■ Problem description:
Can you reproduce the material below word for word, keeping every line as it appears?

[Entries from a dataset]
##########

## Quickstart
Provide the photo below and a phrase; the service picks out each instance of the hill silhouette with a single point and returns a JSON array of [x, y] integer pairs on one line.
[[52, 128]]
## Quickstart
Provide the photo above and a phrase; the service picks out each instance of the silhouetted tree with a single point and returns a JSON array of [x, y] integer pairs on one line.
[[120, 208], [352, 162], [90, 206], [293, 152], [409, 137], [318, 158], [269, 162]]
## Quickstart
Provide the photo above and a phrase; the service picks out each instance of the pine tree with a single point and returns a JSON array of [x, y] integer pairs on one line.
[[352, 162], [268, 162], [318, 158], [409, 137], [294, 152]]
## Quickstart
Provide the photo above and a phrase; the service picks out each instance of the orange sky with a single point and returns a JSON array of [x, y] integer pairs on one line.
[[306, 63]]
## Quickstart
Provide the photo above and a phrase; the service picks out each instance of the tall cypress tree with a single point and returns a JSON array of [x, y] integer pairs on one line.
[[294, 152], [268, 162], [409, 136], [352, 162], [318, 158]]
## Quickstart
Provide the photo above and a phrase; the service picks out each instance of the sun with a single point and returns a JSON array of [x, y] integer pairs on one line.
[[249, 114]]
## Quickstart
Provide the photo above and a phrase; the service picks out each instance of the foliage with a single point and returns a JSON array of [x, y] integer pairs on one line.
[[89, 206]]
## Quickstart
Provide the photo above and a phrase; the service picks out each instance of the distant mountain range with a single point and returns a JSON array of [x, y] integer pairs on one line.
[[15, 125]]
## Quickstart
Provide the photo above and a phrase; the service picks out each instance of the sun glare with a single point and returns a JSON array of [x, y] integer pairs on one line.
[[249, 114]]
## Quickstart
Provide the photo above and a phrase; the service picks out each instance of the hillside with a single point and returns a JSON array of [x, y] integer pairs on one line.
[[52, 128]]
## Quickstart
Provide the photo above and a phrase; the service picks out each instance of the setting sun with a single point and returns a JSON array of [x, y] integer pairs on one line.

##########

■ Task response:
## Quickstart
Provide the photo below and a phrase; the service picks out each instance of the hill silhouette with a single point and returns a JSON array of [x, y] integer pairs on one line.
[[52, 128]]
## Quickstart
Provide the photo above and a phrase; the service picks out each instance of the silhouetted tree with a single point and returns a JSON array of [x, y] integer pairs on one line.
[[120, 208], [352, 162], [90, 206], [293, 152], [409, 137], [318, 158], [269, 162]]
## Quickstart
Provide the photo above and a phrase; the service picks out each instance of the pine tree with a single point and returns a JSON array of [x, y] integer pairs on one line.
[[352, 162], [268, 162], [318, 158], [409, 137], [294, 152]]
## Quickstart
Provide the photo above and a phrase; the service picks out each instance of the orange sky with a single point and returns a JSON array of [x, y] integer pairs on one line.
[[306, 63]]
## Quickstart
Provide the photo above and a phrase; the service picks out each instance of the tall cypress tree with a single point and returns a JSON array of [x, y] integer pairs on one line.
[[294, 152], [268, 162], [409, 136], [352, 162], [318, 158]]
## Quickstart
Provide the photo above and a phrase; the service picks out each instance of the sun with a single point and returns a JSON array of [x, y] integer pairs on one line.
[[249, 114]]
## Quickstart
Provide the photo above and a phrase; the service picks out each instance of the foliage with a single point and returns a JSON array of [x, y] integer pairs on one line.
[[89, 206]]
## Quickstart
Provide the photo above and a phrase; the service picks out each instance of the distant mountain range with a single point and returns a JSON array of [x, y] integer pairs on one line.
[[15, 125]]
## Quickstart
Provide the photo above and a phrase; the service picks out each instance of the sun glare with a single point and returns a JSON array of [x, y] integer pairs on one line.
[[249, 114]]
## Quickstart
Provide the photo above and a phrase; the service picks out each instance of the hillside with a single point and returns a JSON array of [x, y] integer pairs on one line.
[[52, 128]]
## Quickstart
Provide the photo above and a phrase; the service picks out each instance of the setting sun with a single point and returns a JSON array of [x, y] integer pairs on one line.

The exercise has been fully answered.